TEXT BLOCK

FROM DARKNESS TO VISION: MODELS OF LASER-INDUCED RETINAL INJURY TO STUDY REGENERATION

From darkness to vision: models of laser-induced retinal injury to study regeneration:
Retinal degenerative diseases are complex multifactorial diseases with different etiological aspects but common degeneration pattern. Progressive retinal pigment epithelium and/or photoreceptors death results in irreversible vision loss due to the formation of a glial scar in mammals as a result of the activation, proliferation and extension of hypertrophied processes by Müller cells as well as expression of active factors like extracellular matrix components. On the other hand, organisms with high regenerative potential like zebrafish, possess the ability to regenerate functional retinal tissue through activation, dedifferentiation and asymmetric division of Müller cells. With our study we intend to identify uncharacterized key genes and regulatory pathways that could be modulated to induce regeneration in mammals in order to set the base for the development of regenerative therapies for incurable eye diseases. For this, we set up two models of laser induced retinal degeneration (zebrafish and mouse) using a 532 nm laser system (Micron V, Phoenix). We monitored the progression and kinetics of scar formation/resolution using optical coherence tomography imaging, histological and immunohistological analyses at different time points. We optimized laser power and pulse duration to induce replicable damages without altering the Bruch’s membrane integrity to model dry age-related macular degeneration retinal lesions. We characterized the expression of known markers (GFAP, Vimentin) indicating activation of Müller cells upon damage. Omics technologies will now be implemented to characterize the kinetics more at a molecular level and identify druggable targets.

PROBLEMS TO SOLVE
• A. According to the text on laser-induced retinal injury, why did the researchers optimize laser power and pulse duration?
• B. Translate this sentence from the text on laser-induced retinal injury into Spanish: "We characterized the expression of known markers (GFAP, Vimentin) indicating activation of Müller cells upon damage."

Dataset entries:

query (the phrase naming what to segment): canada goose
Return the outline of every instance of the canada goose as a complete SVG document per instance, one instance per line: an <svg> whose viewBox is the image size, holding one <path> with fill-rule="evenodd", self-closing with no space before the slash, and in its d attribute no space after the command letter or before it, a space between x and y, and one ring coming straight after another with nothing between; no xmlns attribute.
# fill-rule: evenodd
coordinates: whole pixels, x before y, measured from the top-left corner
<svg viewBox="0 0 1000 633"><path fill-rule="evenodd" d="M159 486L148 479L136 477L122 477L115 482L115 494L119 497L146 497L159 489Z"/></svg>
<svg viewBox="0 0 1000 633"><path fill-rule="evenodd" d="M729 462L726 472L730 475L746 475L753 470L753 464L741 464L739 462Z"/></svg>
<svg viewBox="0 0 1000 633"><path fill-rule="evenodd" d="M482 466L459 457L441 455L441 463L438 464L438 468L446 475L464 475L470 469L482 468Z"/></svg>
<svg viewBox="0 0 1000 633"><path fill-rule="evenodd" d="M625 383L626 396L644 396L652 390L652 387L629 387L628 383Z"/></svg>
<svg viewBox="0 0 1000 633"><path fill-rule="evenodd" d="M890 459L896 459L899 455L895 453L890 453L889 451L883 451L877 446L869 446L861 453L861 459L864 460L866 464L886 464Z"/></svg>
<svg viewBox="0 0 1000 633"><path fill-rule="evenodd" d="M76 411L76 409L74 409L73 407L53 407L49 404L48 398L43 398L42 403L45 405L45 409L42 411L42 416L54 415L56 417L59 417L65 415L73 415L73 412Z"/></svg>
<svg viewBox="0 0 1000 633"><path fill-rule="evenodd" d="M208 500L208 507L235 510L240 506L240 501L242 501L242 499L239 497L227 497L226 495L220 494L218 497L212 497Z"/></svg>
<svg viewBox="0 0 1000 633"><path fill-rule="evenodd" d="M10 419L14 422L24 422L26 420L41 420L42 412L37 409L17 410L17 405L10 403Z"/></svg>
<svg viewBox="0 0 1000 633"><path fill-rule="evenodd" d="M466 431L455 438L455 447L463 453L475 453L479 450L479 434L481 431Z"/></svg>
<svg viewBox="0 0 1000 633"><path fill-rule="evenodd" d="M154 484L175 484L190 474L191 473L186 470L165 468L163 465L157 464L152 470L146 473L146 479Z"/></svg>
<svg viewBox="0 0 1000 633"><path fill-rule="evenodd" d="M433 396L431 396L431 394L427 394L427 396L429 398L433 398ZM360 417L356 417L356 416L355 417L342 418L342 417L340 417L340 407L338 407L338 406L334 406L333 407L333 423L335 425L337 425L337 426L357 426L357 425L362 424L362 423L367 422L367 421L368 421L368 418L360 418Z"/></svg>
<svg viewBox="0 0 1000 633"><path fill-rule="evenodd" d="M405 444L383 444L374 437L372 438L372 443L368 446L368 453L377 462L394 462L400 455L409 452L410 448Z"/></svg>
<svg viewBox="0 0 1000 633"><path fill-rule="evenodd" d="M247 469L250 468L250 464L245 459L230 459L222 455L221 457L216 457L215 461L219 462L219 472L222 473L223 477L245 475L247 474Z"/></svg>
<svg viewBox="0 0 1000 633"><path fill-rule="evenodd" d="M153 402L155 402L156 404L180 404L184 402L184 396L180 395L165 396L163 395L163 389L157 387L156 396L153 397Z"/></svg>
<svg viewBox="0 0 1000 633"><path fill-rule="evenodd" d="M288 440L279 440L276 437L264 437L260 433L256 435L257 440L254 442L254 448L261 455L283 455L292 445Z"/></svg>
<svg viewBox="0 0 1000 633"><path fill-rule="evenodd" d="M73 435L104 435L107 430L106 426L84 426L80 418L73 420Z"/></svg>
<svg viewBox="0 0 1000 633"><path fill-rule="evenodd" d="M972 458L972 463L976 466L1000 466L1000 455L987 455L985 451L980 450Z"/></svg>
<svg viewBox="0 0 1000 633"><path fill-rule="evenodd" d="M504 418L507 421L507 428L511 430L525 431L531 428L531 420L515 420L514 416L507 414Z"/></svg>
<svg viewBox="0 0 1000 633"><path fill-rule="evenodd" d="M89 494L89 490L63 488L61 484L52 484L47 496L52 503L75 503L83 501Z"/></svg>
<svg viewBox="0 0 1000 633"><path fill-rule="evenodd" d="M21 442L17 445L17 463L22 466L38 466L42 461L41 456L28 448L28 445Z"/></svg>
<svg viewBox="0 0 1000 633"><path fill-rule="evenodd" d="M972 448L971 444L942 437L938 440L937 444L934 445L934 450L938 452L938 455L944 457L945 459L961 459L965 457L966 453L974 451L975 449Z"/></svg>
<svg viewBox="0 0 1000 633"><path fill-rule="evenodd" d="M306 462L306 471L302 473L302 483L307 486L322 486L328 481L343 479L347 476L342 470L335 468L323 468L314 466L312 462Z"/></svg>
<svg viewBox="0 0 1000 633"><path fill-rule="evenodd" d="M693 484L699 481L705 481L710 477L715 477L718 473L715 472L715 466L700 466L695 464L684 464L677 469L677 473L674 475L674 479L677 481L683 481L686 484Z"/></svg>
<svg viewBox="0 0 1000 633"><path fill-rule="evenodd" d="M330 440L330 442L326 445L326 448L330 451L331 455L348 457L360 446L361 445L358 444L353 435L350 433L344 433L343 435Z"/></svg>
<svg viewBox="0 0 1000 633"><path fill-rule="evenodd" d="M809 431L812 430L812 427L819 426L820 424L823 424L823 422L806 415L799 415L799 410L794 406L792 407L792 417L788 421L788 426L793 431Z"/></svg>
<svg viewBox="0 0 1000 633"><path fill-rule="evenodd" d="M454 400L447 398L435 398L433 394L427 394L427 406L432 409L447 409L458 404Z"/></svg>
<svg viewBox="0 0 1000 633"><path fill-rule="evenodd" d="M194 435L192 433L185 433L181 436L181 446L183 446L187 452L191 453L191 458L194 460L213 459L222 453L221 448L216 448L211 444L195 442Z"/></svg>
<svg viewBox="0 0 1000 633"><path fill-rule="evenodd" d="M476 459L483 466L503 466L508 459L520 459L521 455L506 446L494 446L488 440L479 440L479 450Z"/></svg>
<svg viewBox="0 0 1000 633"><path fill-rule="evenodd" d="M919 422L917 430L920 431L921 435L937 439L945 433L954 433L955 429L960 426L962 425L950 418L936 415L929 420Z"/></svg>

TASK-BY-TASK ANSWERS
• A. They optimized laser power and pulse duration to induce replicable damage without altering the integrity of Bruch's membrane. This let them model the retinal lesions of dry age-related macular degeneration.

• B. Caracterizamos la expresión de marcadores conocidos (GFAP, Vimentina) que indican la activación de las células de Müller tras el daño.